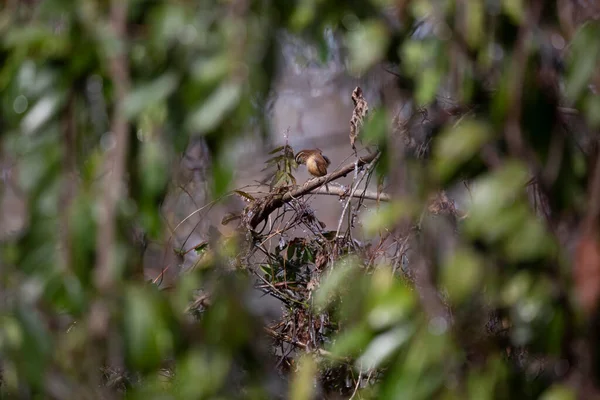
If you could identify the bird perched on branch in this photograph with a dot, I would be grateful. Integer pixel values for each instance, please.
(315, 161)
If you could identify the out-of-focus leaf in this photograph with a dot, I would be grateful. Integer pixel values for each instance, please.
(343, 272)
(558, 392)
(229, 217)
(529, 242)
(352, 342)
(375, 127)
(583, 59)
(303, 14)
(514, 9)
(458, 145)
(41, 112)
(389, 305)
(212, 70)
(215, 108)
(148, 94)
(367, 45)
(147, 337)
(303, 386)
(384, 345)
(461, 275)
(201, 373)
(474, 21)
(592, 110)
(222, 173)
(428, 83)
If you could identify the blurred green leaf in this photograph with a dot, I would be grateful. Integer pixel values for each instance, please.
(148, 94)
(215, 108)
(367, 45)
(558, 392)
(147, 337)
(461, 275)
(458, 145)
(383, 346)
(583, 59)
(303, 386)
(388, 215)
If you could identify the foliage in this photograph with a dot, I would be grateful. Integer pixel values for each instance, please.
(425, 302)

WHAT IS REQUIRED ->
Convert the rows above into a CSV with the two columns "instruction" and "points", giving one line for each instruction. Put its full wording in the first quoted field and all of its points in the second, with line breaks turned into spaces, and omit the pictures.

EXERCISE ANSWER ->
instruction,points
"If you could identify the bird perched on branch in this photograph with a dot, I would be grateful. Integer pixel values for each instance, please.","(315, 161)"
"If you could identify the out-of-focus leaf in this photograph with a dot, I would be grateful. Integer pixel values for each instance, please.","(343, 272) (558, 392) (229, 217) (529, 242) (352, 342) (375, 127) (583, 59) (303, 14) (514, 9) (458, 145) (41, 112) (389, 305) (212, 70) (215, 108) (148, 94) (367, 45) (147, 337) (303, 386) (384, 345) (461, 275) (201, 373) (474, 21) (592, 110) (222, 173) (428, 83)"
"If you could identify the blurred green leaf in this photograph with a dot, I would be grateful. Integer pixel values for each instance, please.","(148, 94) (215, 108) (367, 45) (558, 392) (147, 337) (461, 275) (458, 145) (383, 346) (583, 59) (303, 386) (388, 215)"
"If you could identify the foliage in this photograph with a dot, I would be grateful. Integer pixel values for each instance, please.","(425, 302)"